- **Assignment**
Answer these questions from the Cavendish article below, one per line:
(a) How many Tour de France stage wins does Cavendish have?
(b) What was the last race Cavendish rode before the coronavirus shutdown?
(c) Who is named as the team's firm GC favourite?

- **Study text**
****************************************

Cavendish took to Twitter on Thursday afternoon to say that he is just like every other rider on the Bahrain-McLaren roster. He would love to attend the Tour de France, but ultimately the roster decisions are up to the team’s management to make.
“With [Mikel Landa] as a firm GC favourite & with an incredibly talented group of 29 riders, if I do or don’t fit into a specific strategy, I’m confident it will be on fair judgement and with discussion from people I trust and who are world leaders in the sport, just the same as every other rider on the team,” Cavendish wrote on Twitter.
Cavendish was responding to a report in the PA news agency that suggested he may be left off the squad entirely. The agency quoted Bahrain-McLaren Principal Rod Ellingworth, who said Cavendish, “doesn’t have an automatic selection for the Tour and he doesn’t want it just handed to him. But we made an agreement that if he was winning races that would be enough to go to the Tour.”
Cavendish had just 10 days of pro racing in his legs before the coronavirus shutdown, and the sprinter has not raced since the penultimate stage of the UAE Tour back in February.
Interest in Cavendish’s Tour de France participation stems from his place in the race’s history. With 30 stage victories he trails only Eddy Merckx with 34 stage wins on the race’s all-time win list. Cavendish hasn’t won at the Tour since 2016, but interest in his push to break Merckx’s record has followed him through the past three seasons.

****************************************

- **Data extract**
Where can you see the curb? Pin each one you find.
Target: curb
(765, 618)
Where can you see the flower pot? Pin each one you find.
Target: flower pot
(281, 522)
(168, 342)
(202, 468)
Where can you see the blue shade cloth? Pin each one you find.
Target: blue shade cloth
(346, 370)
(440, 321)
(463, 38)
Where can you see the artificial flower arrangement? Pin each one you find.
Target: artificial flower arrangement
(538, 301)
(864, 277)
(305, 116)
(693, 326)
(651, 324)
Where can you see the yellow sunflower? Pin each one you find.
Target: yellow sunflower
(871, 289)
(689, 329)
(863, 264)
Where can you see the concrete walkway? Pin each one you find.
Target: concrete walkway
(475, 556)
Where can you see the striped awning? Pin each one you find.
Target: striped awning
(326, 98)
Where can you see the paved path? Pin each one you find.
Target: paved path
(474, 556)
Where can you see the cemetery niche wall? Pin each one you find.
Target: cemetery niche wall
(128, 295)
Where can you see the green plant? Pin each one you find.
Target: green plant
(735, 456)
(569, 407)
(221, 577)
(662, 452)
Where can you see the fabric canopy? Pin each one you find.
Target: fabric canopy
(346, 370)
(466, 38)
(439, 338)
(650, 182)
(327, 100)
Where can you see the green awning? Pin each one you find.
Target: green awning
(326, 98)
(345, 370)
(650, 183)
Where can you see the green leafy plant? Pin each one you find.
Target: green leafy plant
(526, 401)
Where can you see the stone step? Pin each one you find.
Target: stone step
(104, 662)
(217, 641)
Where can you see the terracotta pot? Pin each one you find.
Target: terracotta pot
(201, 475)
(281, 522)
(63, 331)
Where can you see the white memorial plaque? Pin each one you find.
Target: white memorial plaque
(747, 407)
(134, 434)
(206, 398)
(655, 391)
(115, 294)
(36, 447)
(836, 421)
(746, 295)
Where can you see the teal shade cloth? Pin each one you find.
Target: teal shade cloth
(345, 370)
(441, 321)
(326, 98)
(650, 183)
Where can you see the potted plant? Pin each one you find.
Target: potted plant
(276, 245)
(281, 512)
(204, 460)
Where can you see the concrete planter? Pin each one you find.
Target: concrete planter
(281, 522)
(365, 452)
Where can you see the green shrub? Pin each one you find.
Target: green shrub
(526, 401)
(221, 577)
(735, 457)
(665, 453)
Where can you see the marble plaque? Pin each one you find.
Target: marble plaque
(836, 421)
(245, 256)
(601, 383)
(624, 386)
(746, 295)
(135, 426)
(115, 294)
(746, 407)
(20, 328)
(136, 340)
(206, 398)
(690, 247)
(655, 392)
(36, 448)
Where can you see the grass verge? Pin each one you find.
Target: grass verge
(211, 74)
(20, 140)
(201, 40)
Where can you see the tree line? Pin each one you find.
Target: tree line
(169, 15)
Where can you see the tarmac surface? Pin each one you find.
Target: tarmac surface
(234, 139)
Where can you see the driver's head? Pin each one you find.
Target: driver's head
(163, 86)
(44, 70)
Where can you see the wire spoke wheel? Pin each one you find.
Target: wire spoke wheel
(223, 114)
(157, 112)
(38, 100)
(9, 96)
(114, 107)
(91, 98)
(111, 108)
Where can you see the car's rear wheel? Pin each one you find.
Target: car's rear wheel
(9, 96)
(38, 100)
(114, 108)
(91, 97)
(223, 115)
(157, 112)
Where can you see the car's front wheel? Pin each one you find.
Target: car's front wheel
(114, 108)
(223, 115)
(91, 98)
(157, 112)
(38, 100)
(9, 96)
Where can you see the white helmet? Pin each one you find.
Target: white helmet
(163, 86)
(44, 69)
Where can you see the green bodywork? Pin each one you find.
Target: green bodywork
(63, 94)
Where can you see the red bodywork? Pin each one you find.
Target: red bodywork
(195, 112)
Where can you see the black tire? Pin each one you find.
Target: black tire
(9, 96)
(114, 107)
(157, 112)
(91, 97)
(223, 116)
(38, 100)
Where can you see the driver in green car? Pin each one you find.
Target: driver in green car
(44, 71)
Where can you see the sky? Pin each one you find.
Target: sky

****************************************

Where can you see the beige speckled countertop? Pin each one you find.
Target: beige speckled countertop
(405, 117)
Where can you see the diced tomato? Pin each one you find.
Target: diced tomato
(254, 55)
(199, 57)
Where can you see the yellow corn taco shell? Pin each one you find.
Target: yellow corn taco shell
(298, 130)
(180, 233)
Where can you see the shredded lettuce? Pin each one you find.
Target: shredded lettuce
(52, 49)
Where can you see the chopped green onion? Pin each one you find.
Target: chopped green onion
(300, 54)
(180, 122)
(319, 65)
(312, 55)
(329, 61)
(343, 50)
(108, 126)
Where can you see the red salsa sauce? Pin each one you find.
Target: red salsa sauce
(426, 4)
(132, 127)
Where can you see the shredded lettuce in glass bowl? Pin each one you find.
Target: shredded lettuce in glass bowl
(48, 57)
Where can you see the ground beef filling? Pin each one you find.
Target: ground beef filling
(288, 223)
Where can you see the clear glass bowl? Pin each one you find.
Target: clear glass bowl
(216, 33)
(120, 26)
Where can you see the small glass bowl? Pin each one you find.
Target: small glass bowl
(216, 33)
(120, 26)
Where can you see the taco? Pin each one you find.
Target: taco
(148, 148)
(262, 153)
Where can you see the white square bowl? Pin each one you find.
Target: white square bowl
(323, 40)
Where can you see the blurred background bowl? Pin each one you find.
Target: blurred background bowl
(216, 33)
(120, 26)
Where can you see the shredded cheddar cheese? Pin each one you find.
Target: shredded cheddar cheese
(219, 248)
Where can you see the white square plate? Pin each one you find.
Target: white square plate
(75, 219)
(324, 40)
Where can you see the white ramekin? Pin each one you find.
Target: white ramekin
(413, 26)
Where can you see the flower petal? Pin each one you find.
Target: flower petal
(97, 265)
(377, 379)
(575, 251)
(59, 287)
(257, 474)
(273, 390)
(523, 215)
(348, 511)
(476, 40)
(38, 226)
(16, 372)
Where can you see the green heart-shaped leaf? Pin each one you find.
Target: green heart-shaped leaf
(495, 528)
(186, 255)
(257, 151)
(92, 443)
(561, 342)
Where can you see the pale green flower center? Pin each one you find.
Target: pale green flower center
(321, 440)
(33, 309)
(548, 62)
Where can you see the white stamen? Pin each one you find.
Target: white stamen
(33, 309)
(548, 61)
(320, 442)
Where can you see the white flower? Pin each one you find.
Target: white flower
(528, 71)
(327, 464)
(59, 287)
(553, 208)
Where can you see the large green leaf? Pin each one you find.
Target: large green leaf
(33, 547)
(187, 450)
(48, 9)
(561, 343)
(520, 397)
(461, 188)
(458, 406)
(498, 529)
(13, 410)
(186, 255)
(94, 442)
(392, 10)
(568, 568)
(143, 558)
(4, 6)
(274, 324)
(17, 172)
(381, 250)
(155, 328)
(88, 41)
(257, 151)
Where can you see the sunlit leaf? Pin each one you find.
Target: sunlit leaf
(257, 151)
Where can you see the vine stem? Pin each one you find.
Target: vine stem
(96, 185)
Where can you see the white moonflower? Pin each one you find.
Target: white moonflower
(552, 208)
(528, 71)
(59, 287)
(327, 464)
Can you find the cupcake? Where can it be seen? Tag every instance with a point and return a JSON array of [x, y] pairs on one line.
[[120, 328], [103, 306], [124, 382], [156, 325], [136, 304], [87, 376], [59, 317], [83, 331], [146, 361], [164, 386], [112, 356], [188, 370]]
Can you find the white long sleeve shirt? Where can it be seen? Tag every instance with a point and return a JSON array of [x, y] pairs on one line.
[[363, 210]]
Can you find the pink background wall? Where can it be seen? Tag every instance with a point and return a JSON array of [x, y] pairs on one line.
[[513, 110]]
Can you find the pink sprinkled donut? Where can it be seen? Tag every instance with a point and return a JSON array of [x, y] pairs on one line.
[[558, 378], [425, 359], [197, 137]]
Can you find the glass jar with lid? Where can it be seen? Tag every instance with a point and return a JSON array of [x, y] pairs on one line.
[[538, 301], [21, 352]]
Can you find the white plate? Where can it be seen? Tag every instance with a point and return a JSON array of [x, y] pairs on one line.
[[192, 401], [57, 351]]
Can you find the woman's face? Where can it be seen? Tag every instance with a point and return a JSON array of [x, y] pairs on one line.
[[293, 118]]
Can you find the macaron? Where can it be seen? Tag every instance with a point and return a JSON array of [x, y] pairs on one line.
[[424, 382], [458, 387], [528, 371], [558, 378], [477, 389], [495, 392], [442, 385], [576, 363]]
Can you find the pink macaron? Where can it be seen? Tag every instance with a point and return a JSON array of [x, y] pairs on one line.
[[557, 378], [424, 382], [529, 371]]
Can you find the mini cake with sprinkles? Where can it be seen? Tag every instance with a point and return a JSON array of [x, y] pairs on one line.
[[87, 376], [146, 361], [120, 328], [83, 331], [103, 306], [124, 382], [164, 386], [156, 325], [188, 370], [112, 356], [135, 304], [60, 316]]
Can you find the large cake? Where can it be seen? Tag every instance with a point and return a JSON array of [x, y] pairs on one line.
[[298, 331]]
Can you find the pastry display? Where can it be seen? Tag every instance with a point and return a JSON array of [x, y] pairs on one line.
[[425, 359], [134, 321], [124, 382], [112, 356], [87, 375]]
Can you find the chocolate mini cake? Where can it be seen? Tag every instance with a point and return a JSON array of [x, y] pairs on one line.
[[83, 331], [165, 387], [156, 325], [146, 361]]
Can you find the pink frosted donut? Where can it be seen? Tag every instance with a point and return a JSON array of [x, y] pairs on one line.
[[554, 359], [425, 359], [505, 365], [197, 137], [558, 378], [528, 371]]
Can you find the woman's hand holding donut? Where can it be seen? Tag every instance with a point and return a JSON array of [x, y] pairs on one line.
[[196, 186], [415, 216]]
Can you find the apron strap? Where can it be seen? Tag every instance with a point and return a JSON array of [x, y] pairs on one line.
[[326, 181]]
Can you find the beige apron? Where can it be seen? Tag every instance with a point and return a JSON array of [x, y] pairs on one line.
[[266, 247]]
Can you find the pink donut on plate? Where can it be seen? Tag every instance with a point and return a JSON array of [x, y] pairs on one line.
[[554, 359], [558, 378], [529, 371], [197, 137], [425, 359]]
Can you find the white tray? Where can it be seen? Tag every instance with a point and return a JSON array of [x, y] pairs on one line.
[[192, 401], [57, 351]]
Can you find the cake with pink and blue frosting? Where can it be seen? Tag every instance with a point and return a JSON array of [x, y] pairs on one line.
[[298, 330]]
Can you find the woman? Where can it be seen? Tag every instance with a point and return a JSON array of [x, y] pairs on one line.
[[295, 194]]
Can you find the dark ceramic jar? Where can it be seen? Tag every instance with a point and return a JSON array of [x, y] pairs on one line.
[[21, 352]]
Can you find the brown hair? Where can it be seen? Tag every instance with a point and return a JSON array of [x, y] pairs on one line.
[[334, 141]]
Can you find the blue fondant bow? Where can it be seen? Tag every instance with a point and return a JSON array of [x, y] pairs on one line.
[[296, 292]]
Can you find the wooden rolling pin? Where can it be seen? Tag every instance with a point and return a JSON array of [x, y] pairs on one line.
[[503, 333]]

****************************************

- **Result of this task**
(a) 30
(b) The penultimate stage of the UAE Tour, in February
(c) Mikel Landa